▶ _Stated goal_:
Decide whether each statement below agrees with the text about the Maryland-to-Miami elopement, answering yes or no and quoting the words of the text that decide it. (a) The couple eloped on Oct. 4. (b) The couple got married during their journey to Miami. (c) Bellamy has pleaded guilty.

▶ _Document text_:
The 24-year-old man had lived a quiet life in and around Washington for three years after escaping from the Patuxent Institution, a Maryland prison. He waited tables in local restaurants and then became a carpenter before joining a management training program at the toy store in Silver Hill.
There he fell deeply in love with the schoolgirl and hoped to marry her, but the girl's father forbade it.
That refusal prompted the couple to elope Oct. 4, and that elopement marked the beginning of a month-long Maryland-to-Miami odyssey in which the couple tried unsuccessfully to get married. During that journey, police allege, they committed eight armed robberies.
The odyssey ended Nov. 3 when the lovers were trapped by Miami detectives in a MacDonald's parking lot and forced to lie on the ground at the point of a shotgun. If convicted of the armed robbery charges against them, the couple could be sentenced to 40 years in prison.
Bellamy has pleaded innocent by reason of insanity. The girl's lawyer is attempting to have her tried in juvenile court.
"I just love him too much," the girl said recently. "I knew he'd escaped from prison, but it was our little secret. We wanted to be together. We only wanted to be married."
The girl's father views the bizarre episode differently. "Bellamy," he said, "has ruined her life. She was never in any kind of trouble before she met him. He's a sneaky no-good punk."

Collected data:
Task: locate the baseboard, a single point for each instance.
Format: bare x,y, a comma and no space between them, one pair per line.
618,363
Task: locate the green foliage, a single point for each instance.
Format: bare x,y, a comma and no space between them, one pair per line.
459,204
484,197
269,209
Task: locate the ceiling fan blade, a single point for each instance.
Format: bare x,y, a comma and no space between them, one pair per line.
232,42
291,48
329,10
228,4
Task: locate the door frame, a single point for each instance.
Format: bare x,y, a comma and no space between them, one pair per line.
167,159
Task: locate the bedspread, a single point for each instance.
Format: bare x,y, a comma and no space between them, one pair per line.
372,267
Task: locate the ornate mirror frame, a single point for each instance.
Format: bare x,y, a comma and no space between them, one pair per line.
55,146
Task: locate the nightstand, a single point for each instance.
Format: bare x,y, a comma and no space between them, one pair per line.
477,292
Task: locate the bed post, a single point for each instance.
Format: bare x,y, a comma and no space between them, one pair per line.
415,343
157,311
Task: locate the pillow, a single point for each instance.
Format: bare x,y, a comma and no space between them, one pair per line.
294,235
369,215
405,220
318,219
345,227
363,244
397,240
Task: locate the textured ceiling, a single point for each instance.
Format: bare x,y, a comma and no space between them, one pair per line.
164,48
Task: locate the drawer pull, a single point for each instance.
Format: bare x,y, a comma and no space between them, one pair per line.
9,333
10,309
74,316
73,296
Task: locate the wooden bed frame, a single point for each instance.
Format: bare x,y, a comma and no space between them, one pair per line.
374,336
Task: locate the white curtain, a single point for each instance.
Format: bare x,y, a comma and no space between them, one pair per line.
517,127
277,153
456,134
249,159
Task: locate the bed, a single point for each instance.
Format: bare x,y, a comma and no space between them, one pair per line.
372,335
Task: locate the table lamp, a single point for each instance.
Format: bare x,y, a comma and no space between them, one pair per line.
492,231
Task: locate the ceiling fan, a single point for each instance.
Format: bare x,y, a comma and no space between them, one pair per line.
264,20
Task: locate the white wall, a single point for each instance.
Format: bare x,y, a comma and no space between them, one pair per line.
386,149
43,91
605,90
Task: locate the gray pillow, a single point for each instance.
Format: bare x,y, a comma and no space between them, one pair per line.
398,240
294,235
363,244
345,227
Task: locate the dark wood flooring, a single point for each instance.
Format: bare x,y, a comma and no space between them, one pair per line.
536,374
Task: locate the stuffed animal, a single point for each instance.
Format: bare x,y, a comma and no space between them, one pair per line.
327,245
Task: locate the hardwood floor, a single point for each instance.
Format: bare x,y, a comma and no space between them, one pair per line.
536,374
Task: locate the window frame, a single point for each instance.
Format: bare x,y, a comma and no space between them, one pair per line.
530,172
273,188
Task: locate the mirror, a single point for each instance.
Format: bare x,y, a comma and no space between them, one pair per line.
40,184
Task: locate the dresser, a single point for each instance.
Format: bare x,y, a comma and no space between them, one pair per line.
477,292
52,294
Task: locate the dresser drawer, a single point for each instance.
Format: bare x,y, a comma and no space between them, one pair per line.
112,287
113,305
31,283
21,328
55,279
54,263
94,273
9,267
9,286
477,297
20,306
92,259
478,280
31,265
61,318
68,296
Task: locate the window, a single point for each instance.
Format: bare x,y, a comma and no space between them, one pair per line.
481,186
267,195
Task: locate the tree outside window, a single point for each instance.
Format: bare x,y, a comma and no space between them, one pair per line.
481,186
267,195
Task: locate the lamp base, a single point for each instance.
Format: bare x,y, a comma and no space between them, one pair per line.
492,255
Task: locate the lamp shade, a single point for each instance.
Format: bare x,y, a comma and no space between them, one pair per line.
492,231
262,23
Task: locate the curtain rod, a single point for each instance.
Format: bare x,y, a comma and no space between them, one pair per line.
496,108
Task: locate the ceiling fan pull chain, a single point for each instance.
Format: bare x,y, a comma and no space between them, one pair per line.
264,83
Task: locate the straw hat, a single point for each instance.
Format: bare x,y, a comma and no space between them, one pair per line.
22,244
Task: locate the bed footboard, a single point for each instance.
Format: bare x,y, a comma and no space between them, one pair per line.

▶ _Reply_:
(a) Yes: "That refusal prompted the couple to elope Oct. 4"
(b) No: "the couple tried unsuccessfully to get married"
(c) No: "Bellamy has pleaded innocent by reason of insanity."